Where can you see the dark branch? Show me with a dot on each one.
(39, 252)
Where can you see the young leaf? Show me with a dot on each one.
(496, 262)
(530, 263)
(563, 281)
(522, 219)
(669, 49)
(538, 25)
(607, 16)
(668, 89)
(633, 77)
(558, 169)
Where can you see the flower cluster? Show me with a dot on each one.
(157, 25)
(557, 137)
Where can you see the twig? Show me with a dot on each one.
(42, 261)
##############################
(Task directions): Please write out, word for word, the stretch from the line containing "Where can you see the twig?" through the end of the records.

(Problem solution):
Where can you see the twig? Show me with a dot on each one.
(42, 261)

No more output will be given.